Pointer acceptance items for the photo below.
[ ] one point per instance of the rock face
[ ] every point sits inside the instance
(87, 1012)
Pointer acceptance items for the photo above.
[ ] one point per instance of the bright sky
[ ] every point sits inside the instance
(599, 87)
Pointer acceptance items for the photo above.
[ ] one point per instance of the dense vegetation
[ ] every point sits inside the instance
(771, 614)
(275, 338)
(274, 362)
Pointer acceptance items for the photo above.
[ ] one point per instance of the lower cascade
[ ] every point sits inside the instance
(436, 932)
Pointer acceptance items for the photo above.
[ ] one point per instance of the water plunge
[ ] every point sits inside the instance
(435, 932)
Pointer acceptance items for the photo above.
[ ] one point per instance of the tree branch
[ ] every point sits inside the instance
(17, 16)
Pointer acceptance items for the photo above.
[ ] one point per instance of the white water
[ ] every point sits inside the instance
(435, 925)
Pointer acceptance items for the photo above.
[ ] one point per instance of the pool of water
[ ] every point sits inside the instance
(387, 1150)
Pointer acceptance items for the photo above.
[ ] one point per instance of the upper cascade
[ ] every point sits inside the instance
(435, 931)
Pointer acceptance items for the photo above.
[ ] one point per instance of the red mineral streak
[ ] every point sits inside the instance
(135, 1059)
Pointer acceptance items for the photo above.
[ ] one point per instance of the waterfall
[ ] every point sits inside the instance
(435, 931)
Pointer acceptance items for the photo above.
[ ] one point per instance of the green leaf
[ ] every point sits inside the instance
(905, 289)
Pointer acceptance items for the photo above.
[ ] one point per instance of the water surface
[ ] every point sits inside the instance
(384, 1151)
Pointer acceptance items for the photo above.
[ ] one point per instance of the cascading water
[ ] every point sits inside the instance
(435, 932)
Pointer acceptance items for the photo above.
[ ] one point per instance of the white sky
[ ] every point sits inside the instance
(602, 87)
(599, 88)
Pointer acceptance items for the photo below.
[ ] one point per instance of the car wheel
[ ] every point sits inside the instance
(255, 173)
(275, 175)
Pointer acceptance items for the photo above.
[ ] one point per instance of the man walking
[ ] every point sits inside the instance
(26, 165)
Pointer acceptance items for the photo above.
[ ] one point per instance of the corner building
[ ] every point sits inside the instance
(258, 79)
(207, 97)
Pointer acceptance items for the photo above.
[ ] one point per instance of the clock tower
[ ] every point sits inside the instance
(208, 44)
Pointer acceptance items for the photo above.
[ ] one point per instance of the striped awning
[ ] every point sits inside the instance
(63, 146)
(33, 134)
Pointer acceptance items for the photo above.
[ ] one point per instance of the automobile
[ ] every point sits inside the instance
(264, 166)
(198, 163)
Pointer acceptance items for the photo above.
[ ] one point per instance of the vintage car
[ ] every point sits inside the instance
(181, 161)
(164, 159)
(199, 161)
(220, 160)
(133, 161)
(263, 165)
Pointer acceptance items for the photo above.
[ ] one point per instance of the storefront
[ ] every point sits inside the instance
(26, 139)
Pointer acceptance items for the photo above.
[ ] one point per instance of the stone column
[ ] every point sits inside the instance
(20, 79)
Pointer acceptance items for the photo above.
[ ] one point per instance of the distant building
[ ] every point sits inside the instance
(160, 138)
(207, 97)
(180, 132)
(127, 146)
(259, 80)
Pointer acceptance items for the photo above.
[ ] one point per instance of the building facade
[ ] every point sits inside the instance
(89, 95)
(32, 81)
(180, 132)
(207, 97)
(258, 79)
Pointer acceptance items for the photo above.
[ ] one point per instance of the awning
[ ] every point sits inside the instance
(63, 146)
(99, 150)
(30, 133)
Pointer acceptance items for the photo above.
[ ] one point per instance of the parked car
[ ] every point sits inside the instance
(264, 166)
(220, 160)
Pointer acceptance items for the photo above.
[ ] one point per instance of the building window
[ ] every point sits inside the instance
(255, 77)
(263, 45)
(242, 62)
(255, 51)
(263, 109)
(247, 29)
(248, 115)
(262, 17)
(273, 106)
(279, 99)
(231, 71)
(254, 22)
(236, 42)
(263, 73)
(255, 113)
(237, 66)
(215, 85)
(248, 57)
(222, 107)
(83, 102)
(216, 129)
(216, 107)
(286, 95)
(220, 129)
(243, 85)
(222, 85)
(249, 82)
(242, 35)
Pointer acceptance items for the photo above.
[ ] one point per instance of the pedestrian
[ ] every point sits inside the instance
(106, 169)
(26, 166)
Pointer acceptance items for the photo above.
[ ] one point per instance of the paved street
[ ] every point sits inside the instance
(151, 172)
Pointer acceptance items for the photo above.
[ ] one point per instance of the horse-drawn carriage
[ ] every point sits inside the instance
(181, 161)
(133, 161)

### TASK GOAL:
The lines from the beginning of the records through the line containing "[ ] one point per instance of the dense" should be reproduced exactly. Include nothing else.

### EXERCISE OUTPUT:
Pointer acceptance items for the photo below.
[ ] one point per instance of the rock face
[ ] every point sits inside the instance
(87, 1012)
Pointer acceptance items for the photo above.
[ ] one point per instance of the bright sky
[ ] every point sits inside the instance
(599, 87)
Pointer acceptance items for the photo above.
[ ] one point per instance of the dense vegetation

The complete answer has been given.